■ **Extract**:
-- -- --

SUPERIOR COURT OF PENNSYLVANIA


filed: November 20, 1981.

COMMONWEALTH OF PENNSYLVANIA
v.
ANTHONY PAUL, APPELLANT

No. 697 Pittsburgh, 1980, Appeal from the Judgments of Sentence of the Court of Common Pleas, Criminal Division, County of Erie, at No. 1674 of 1979.

COUNSEL

Carmela Presogna, Assistant Public Defender, Erie, for appellant.

Michael R. Cauley, Assistant District Attorney, Erie, for Commonwealth, appellee.

Popovich, Montgomery and Hoffman, JJ.

Author: Popovich

[ 292 Pa. Super. Page 402]

The appellant, Anthony Paul, was convicted in a jury trial of robbery and conspiracy. He appeals from the Judgments of Sentence, which consist of ten (10) to twenty (20) years for the former offense and two and one-half (2 1/2) to five (5) years, to be served concurrently, on the latter crime.

[ 292 Pa. Super. Page 403]

This case is the companion of Commonwealth v. McLaurin, 292 Pa. Super. 392, 437 A.2d 440, wherein we held that court-appointed counsel was ineffective for permitting the suppression hearing to be conducted in McLaurin's absence. Factually, in McLaurin, counsel acknowledged on the record that he never asked his client to be in attendance at the hearing; this negated any inference that the accused "waived" his right to be present. Instantly, however, we cannot ascertain from the record whether appellant's absence from the suppression hearing was a voluntary one, see Johnson v. Zerbst, 304 U.S. 458, 58 S.Ct. 1019, 82 L.Ed. 1461 (1936), since his counsel failed to respond to the Commonwealth's attorney's remark at the close of the proceeding that appellant was not present and that he had "waived" his right to be there. (S.T. 3/3/80, at 40-41); see also Commonwealth v. McLaurin, supra, 292 Pa. Super. at 395 n. 4, 437 A.2d at 440 n. 4 (Slip Opinion at 4, n. 4). Thus, we remand for an evidentiary hearing on this issue.*fn1 See, e. g., Commonwealth v. Cooke, 288 Pa. Super. 205, 431 A.2d 360 (1981); Commonwealth v. Turner, 218 Pa. Super. 173, 275 A.2d 694 (1971) (HOFFMAN, J., dissenting and MONTGOMERY, J., joined). If, at the hearing, the lower court finds that appellant's absence was consensual, appellant will have the opportunity to appeal from such ruling, and raise any issue at such time that is cognizable. However, if it is determined that appellant did not appear because he was never informed of his right to do so, the appellant shall be afforded a new suppression hearing, and a new trial if needed. See Commonwealth v. McLaurin, supra.

-- -- --

■ **Job a**: Please find each line in the rows below that contains the word "photo" and copy those lines out.

-- -- --

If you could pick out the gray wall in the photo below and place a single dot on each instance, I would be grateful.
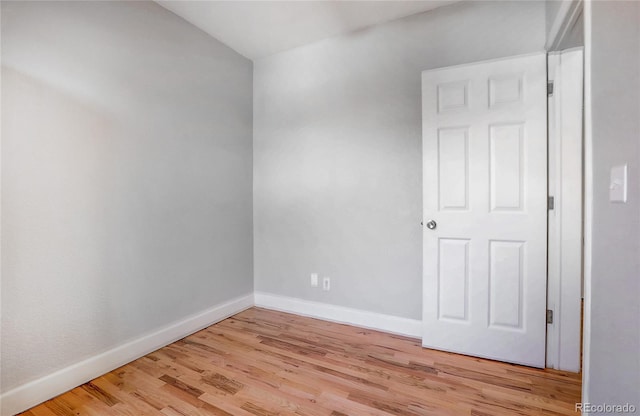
(126, 178)
(337, 151)
(575, 36)
(615, 282)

-- -- --

■ **Job b**: In the court opinion, what sentence did the appellant receive for robbery?

■ **Response a**:
If you could pick out the gray wall in the photo below and place a single dot on each instance, I would be grateful.

■ **Response b**: Ten to twenty years.